Texte choisi:
Plus de 4h pour atteindre Bélouve, ce changement de parcours aura laissé des traces dans les organismes, le mental et les chronomètres!! Nombreux sont ceux que nous avons vu sous couverture de survie au bord du sentier. Après Belouve je vais mieux, j’ai bu une soupe, changé les piles de la frontale, je prend la tête de notre petit groupe pour aller à Hellbourg dans une descente plus facile que la précédente. Mais le repos n’est pas prévu: le timing est serré, et ça se confirme: nous espérons dormir un peu mais à peine allongé on nous annonce qu’il faut partir, ou rendre son dossard.... Nous voilà donc repartis, à 1H30 du matin, sous la pluie. Etape suivante: Plaine des Merles. Dans la montée Tristan, qui voulait dormir à Hellbourg, commence à payer sérieusement ses efforts pour revenir sur nous dans la 1ère nuit. Sur ordre de mes 2 compagnons (déjà finishers tous les 2), je pars donc seul pour finir l’ascension, avec comme objectif de repartir de Plaine des Merles avec 1H d’avance sur la barrière.

Dans l’ascension je rejoins Brice et Paul, mais Paul est dans le même état que Tristan. Brice me rejoindra quelques minutes plus tard et nous prendrons ensemble notre soupe (un vrai moment de bonheur), assis sur un tabouret, au ravito, au lever du jour. Laurence nous rejoindra à la minute ou nous allions repartir. Voilà notre trio formé, ce trio passera la ligne main dans la main.

 

Mafate, le soleil et les paysages: enfin je trouve ce que j’étais venu voir

 

Ensuite c’est Mafate, sous le soleil. Un ravito agréable à Marla, un rythme que je trouve correct jusqu’à Roche Plate. Et sans pluie ni brouillard on voit enfin les paysages, et ça vaut le coup !!!

Objectif énoncé A: Reproduisez fidèlement le passage du récit de course allant de « Dans l’ascension je » jusqu’à « le coup !!! ».
Objectif énoncé B: Poursuivez le récit de course en reprenant juste après sa dernière phrase.

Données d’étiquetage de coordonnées
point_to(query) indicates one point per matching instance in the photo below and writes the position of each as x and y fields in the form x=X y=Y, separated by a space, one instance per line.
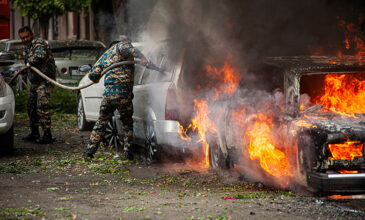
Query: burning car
x=296 y=119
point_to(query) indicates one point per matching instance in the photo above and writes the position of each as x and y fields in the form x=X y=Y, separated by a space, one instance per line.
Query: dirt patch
x=55 y=182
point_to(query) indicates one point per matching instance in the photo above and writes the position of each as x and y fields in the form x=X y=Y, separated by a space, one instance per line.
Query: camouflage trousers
x=38 y=105
x=115 y=97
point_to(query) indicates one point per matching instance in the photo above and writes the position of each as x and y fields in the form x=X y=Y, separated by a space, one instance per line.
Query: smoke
x=209 y=32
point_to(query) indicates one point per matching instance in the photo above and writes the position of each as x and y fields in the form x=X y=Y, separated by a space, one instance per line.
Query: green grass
x=61 y=101
x=20 y=212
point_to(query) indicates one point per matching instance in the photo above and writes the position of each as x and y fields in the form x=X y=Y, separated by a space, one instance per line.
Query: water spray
x=150 y=66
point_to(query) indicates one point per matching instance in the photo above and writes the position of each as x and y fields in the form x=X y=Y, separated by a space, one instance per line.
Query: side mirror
x=85 y=68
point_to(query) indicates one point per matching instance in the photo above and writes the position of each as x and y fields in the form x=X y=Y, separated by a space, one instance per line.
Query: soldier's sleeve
x=95 y=73
x=127 y=50
x=38 y=56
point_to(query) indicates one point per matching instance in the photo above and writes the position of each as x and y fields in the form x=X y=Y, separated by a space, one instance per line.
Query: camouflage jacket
x=40 y=56
x=122 y=51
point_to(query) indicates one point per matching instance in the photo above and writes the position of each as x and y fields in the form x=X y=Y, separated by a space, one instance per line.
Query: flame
x=347 y=171
x=343 y=94
x=346 y=151
x=228 y=80
x=272 y=160
x=302 y=123
x=227 y=77
x=202 y=123
x=183 y=133
x=353 y=40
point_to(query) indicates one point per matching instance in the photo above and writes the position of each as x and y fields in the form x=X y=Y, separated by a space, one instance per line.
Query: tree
x=43 y=10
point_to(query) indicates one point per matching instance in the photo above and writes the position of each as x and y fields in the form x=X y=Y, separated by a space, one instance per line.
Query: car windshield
x=340 y=93
x=77 y=53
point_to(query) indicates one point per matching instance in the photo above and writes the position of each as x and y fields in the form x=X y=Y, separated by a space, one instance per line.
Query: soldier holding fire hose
x=118 y=93
x=38 y=54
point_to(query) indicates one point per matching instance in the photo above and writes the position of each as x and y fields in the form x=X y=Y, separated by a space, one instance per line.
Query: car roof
x=57 y=44
x=299 y=65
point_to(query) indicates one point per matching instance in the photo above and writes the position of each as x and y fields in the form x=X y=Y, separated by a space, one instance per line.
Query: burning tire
x=217 y=160
x=82 y=124
x=151 y=146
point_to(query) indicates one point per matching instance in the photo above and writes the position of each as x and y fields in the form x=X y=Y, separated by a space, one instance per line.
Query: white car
x=156 y=116
x=7 y=108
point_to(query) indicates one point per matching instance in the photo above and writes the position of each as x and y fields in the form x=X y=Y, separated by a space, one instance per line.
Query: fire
x=272 y=160
x=228 y=80
x=343 y=94
x=346 y=151
x=347 y=171
x=227 y=77
x=353 y=40
x=202 y=123
x=302 y=123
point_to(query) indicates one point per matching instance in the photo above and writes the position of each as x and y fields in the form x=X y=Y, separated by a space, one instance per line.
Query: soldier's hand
x=144 y=62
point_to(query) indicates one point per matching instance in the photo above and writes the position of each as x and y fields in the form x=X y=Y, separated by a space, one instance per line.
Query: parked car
x=302 y=127
x=156 y=115
x=68 y=54
x=7 y=108
x=71 y=54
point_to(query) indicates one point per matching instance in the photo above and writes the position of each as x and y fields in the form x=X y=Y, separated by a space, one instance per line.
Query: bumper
x=168 y=135
x=336 y=182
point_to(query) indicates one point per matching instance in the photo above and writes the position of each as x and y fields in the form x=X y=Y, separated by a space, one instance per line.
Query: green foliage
x=48 y=8
x=17 y=212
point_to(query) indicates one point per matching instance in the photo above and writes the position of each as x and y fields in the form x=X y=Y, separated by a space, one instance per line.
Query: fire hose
x=150 y=66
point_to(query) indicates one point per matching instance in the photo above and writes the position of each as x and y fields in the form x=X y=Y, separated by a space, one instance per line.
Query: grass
x=20 y=212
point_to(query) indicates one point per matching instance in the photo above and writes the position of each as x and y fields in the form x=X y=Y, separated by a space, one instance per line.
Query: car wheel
x=82 y=124
x=151 y=145
x=7 y=141
x=112 y=137
x=217 y=159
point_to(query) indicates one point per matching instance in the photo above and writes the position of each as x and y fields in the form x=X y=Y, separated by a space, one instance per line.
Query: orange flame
x=302 y=123
x=352 y=40
x=346 y=151
x=202 y=123
x=272 y=160
x=227 y=76
x=228 y=81
x=343 y=94
x=347 y=171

Réponse fournie A:
Dans l’ascension je rejoins Brice et Paul, mais Paul est dans le même état que Tristan. Brice me rejoindra quelques minutes plus tard et nous prendrons ensemble notre soupe (un vrai moment de bonheur), assis sur un tabouret, au ravito, au lever du jour. Laurence nous rejoindra à la minute ou nous allions repartir. Voilà notre trio formé, ce trio passera la ligne main dans la main.

 

Mafate, le soleil et les paysages: enfin je trouve ce que j’étais venu voir

 

Ensuite c’est Mafate, sous le soleil. Un ravito agréable à Marla, un rythme que je trouve correct jusqu’à Roche Plate. Et sans pluie ni brouillard on voit enfin les paysages, et ça vaut le coup !!!

Réponse fournie B:
Nous décidons de quitter Mafate chacun à son rythme. Je fais donc le plein à Roche Plate et ferai là la seule erreur d’alimentation de la course: De peur de manquer d’eau sous la chaleur du Maido, je remplace le coca de mon 2me bidon par de l’eau gazeuse. Grosse défaillance en cours d’ascension, obligé de me poser et prendre gel et pate de fruit. Je réaliserai plus tard que le Coca aura été ma source énergétique (et de caféine!!) pendant toute la course. Un bidon Coca, un bidon d’eau avec électrolytes, et tout s’est bien passé, sauf en fin de Maido.... Là haut c’est la foule et la grosse ambiance, mais il y a encore de la marche avant le ravito. On peut penser que la course est comme finie... mais il ne faut pas trop y penser !!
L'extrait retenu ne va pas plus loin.